**Directions**
Count the lines below that contain the string "positive", matching case exactly. Reply with the number alone.

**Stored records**
_ _ _ _ _
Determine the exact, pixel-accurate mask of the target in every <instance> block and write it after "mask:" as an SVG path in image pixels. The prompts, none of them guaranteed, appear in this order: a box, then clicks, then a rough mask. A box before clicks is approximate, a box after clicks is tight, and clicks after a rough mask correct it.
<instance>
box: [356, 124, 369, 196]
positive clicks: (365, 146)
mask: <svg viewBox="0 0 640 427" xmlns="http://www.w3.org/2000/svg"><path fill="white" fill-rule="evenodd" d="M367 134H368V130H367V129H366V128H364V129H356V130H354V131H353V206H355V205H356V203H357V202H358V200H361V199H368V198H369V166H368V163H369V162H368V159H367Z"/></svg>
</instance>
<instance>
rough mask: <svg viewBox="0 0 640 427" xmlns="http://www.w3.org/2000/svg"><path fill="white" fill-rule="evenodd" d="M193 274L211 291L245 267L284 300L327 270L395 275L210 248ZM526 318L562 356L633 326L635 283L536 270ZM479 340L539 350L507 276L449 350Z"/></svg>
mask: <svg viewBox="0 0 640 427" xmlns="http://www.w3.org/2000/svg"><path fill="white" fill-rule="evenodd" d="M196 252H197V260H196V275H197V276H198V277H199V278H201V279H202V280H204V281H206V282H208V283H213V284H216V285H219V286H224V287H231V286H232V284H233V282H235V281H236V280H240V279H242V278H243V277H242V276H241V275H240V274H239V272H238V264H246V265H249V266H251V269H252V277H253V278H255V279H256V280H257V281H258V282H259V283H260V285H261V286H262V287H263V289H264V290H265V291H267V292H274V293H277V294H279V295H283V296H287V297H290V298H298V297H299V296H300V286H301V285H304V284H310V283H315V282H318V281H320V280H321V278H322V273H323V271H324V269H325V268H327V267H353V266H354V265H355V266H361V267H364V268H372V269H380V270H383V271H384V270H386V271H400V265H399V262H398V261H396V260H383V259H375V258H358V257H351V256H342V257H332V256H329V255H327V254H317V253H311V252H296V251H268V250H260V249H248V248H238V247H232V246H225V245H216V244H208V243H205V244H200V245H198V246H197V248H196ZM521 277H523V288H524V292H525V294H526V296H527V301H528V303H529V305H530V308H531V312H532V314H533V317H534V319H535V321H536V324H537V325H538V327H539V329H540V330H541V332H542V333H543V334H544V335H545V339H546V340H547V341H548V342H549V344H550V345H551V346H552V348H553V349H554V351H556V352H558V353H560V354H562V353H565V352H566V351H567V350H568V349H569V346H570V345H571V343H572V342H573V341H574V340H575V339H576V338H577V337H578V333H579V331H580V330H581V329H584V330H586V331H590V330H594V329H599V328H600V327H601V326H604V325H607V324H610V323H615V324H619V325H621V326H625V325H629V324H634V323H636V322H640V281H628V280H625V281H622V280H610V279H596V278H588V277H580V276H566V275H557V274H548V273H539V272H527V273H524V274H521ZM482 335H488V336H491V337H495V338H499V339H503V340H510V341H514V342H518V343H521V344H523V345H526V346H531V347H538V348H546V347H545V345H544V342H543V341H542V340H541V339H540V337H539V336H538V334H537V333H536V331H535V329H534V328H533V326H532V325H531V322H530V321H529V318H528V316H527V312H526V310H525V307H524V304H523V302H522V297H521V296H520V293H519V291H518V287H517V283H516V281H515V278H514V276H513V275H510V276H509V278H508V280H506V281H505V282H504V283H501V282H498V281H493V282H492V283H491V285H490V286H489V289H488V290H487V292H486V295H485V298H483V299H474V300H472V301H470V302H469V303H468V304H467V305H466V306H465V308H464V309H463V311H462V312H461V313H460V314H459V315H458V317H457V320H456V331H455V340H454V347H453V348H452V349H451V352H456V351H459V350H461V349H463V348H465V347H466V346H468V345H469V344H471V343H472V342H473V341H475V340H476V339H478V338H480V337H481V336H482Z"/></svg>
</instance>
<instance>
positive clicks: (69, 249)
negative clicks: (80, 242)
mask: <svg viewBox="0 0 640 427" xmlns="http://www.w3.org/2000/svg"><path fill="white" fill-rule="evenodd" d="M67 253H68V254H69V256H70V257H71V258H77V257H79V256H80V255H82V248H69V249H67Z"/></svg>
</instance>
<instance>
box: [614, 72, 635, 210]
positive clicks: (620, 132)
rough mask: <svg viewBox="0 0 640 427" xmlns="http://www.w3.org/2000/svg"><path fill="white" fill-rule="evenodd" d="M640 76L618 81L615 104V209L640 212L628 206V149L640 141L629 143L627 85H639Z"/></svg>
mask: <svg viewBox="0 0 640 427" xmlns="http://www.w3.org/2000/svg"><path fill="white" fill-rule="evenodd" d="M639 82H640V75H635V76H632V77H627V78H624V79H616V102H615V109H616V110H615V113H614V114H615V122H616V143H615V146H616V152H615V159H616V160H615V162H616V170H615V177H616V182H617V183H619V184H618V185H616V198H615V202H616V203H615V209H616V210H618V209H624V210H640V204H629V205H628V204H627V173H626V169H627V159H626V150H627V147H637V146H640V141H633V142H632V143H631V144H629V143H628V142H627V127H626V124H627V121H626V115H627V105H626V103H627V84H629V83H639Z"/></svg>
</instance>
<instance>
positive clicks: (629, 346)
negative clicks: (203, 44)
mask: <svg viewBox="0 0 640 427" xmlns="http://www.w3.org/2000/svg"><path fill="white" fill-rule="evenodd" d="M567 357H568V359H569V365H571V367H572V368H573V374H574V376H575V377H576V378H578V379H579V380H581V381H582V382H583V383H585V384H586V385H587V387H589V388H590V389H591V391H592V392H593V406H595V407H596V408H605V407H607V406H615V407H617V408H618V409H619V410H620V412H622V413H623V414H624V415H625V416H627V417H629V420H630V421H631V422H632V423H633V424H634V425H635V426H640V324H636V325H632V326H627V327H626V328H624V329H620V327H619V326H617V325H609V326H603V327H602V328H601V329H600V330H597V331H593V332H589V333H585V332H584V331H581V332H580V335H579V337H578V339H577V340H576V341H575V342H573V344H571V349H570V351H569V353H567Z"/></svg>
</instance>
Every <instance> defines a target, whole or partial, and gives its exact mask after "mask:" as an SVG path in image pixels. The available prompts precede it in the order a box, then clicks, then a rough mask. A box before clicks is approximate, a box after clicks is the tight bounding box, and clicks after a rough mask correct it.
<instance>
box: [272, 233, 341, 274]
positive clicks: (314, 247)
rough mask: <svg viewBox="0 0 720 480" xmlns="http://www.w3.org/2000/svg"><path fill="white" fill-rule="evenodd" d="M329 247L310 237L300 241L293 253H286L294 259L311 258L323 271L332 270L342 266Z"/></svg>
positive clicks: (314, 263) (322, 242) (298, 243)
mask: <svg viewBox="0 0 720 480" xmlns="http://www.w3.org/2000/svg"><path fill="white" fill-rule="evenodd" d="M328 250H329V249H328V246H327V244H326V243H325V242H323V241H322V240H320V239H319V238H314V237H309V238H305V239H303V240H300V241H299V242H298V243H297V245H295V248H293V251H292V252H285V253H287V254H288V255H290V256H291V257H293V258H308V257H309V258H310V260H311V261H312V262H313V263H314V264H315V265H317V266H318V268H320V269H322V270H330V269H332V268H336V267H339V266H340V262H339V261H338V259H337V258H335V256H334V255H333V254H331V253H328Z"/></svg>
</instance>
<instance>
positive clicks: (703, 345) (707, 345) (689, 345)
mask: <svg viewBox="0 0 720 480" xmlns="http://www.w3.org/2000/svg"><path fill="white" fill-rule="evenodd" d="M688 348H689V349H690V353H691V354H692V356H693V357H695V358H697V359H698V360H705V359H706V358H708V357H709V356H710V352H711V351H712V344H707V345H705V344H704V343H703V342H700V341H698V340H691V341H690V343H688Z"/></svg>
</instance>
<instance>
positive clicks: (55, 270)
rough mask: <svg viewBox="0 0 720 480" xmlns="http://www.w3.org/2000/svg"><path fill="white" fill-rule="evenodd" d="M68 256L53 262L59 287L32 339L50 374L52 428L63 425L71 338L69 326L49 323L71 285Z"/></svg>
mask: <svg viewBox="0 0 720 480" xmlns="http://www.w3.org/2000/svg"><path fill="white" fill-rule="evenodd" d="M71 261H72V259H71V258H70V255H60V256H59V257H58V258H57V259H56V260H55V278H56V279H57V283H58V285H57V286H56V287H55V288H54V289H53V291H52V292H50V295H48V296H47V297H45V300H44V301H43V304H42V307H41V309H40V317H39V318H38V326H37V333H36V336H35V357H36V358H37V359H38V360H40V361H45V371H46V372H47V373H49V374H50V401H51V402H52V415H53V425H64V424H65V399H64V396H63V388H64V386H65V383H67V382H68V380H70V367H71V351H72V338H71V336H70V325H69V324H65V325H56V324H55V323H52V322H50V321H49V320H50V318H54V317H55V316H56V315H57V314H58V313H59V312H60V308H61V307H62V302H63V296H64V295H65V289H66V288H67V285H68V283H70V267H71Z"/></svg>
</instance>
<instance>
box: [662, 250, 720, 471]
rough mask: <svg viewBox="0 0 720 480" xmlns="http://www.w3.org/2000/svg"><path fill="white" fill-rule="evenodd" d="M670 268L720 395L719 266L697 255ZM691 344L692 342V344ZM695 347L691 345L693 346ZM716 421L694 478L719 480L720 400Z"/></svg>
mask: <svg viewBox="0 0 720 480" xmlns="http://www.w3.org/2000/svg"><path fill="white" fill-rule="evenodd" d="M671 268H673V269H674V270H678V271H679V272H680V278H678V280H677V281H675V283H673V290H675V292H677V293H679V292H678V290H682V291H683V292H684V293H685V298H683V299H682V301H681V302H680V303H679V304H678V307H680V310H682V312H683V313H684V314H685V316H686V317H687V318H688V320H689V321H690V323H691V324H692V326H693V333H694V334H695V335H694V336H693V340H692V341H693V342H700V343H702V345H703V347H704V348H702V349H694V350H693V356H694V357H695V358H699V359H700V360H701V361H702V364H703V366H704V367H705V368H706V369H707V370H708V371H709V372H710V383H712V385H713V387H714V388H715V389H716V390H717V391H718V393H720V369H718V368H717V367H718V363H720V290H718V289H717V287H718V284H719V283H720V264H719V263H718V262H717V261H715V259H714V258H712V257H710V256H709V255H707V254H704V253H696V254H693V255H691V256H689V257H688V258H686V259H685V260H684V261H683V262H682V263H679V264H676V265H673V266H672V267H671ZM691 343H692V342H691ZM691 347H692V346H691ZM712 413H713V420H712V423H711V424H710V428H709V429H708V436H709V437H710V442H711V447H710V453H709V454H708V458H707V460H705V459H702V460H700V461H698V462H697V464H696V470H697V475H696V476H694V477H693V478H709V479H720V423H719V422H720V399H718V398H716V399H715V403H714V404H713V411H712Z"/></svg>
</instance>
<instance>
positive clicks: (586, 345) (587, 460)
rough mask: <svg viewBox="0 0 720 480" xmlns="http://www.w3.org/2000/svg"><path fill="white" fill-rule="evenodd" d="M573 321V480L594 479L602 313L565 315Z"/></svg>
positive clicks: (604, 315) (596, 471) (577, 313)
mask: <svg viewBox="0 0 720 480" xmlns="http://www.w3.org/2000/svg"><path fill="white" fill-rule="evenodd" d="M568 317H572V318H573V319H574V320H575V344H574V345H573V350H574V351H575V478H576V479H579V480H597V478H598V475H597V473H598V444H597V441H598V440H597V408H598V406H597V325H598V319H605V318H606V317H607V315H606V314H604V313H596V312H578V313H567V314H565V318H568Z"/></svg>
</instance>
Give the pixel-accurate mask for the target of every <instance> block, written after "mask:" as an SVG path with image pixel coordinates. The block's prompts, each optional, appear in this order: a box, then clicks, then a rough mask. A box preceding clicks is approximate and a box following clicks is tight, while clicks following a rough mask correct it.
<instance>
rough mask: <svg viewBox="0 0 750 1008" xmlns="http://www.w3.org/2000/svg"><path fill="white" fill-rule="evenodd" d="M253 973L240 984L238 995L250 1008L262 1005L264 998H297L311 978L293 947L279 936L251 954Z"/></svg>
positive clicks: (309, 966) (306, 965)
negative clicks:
_ _ _ _ _
**Response**
11